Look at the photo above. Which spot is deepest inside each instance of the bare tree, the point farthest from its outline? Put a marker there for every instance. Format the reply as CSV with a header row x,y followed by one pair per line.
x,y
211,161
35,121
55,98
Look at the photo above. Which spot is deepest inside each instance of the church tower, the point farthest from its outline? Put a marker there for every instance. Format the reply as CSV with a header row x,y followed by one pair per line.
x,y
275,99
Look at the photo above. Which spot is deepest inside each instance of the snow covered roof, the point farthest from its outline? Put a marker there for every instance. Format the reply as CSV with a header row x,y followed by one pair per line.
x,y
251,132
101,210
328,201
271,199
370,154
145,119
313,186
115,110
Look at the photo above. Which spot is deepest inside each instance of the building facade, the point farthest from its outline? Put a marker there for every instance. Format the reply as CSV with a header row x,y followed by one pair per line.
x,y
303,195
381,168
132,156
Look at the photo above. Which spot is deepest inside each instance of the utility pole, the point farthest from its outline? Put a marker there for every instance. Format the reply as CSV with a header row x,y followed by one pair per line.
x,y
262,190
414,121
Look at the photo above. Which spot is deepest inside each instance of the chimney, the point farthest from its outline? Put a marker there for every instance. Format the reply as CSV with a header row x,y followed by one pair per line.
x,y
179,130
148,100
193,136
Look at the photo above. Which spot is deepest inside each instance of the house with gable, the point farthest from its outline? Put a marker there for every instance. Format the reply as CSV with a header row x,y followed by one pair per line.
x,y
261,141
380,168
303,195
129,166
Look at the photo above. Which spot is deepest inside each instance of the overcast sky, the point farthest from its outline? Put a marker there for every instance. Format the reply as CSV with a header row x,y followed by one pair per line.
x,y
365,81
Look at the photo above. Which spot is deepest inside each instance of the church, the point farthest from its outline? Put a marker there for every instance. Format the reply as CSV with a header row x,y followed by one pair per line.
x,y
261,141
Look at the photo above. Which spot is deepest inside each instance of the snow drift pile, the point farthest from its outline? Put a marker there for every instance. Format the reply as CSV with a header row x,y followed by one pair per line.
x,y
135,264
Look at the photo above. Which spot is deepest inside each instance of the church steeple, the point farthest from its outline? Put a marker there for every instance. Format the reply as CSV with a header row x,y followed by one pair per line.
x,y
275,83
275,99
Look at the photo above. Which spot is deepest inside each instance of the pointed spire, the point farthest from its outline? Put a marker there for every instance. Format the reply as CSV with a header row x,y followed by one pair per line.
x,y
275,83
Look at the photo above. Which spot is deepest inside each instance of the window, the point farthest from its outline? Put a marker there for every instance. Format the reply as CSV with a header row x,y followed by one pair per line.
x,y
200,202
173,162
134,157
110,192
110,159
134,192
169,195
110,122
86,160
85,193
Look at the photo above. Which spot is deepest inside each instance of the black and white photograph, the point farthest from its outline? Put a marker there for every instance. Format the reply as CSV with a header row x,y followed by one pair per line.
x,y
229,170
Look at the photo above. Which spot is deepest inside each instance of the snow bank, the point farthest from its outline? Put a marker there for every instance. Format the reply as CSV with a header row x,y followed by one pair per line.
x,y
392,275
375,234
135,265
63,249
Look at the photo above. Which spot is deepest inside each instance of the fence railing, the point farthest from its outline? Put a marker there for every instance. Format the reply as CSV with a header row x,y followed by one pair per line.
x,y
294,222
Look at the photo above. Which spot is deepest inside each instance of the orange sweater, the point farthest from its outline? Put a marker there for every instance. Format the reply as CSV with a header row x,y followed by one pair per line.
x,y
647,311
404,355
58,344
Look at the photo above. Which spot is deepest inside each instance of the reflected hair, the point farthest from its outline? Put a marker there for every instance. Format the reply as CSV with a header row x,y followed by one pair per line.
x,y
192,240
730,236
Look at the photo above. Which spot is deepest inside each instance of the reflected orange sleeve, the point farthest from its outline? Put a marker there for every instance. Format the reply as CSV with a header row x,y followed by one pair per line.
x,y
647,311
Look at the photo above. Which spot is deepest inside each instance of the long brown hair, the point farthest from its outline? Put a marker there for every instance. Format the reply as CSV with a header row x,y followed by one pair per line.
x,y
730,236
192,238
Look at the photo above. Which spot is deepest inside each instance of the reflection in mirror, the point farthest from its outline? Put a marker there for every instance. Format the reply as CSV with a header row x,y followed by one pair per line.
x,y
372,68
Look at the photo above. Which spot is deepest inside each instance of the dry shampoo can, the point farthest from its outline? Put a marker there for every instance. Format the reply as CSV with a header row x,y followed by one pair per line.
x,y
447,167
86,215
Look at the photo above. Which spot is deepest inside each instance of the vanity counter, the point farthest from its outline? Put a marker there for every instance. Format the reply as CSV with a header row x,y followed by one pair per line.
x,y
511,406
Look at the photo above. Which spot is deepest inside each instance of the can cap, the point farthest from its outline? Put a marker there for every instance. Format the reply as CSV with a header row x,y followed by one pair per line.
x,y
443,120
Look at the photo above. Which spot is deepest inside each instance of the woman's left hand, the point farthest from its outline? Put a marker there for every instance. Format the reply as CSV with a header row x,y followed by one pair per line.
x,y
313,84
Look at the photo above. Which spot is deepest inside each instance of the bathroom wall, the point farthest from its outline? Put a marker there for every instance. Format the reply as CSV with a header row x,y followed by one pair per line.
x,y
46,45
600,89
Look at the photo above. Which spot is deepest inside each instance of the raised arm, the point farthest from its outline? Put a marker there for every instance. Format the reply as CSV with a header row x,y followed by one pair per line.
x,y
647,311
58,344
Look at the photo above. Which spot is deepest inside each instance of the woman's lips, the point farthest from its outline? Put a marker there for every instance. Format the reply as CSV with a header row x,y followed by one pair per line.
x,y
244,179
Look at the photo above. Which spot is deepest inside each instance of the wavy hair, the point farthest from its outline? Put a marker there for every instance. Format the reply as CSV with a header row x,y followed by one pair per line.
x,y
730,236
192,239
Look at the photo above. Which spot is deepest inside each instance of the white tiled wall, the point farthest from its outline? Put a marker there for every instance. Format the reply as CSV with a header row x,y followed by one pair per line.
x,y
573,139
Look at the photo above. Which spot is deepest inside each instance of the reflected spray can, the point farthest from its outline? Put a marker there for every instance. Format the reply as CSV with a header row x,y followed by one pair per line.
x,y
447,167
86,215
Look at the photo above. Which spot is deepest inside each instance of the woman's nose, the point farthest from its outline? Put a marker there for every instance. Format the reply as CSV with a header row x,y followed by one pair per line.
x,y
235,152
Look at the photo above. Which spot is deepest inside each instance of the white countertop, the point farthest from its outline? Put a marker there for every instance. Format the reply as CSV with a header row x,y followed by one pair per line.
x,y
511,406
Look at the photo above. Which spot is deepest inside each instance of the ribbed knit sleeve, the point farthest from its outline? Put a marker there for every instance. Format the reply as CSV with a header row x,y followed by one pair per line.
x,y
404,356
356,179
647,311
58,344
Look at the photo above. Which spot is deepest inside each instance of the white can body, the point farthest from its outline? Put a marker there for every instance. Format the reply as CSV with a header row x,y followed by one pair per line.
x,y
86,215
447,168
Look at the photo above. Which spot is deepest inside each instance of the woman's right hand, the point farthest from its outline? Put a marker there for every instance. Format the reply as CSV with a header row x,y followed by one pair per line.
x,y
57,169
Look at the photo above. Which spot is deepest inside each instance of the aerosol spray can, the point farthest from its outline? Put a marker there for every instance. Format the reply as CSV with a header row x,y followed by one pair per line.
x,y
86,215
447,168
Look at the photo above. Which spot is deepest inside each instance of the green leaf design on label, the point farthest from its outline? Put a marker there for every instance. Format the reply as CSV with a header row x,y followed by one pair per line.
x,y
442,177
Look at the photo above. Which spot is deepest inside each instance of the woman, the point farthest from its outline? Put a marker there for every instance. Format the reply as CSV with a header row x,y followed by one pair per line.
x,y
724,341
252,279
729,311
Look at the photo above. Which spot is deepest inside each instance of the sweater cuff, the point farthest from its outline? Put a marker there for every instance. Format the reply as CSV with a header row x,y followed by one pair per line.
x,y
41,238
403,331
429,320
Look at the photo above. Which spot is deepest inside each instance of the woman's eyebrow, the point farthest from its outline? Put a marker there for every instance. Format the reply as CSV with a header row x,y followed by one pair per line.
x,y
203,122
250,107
- - - - - - -
(Exercise directions) Go back to the data above and please quote exactly, and only, the lines from the line with "the woman, the" through its last line.

(The completed task)
Look at the photo above. Which spot is deepest inside each instance of the woman, the point farthest from its outline? Put a marker there for every instance. Format the reply as CSV with a header row x,y followed by one pair per line.
x,y
724,341
252,279
729,311
Look at the photo above. Which spot is deepest inside each instance of the sweater cuff, the point farthest from its outline? Put a marker there for every instance. Format the reply as CSV with a header row x,y followed by one pair per line.
x,y
41,238
403,331
429,320
Look at the photo above. Which spot is deepest inside each instance of the woman's eyebrow, the point farthest from its outline? Put a marker there for every instance. Format the reply as CSV with a header row x,y followed by one pair per line.
x,y
203,122
250,107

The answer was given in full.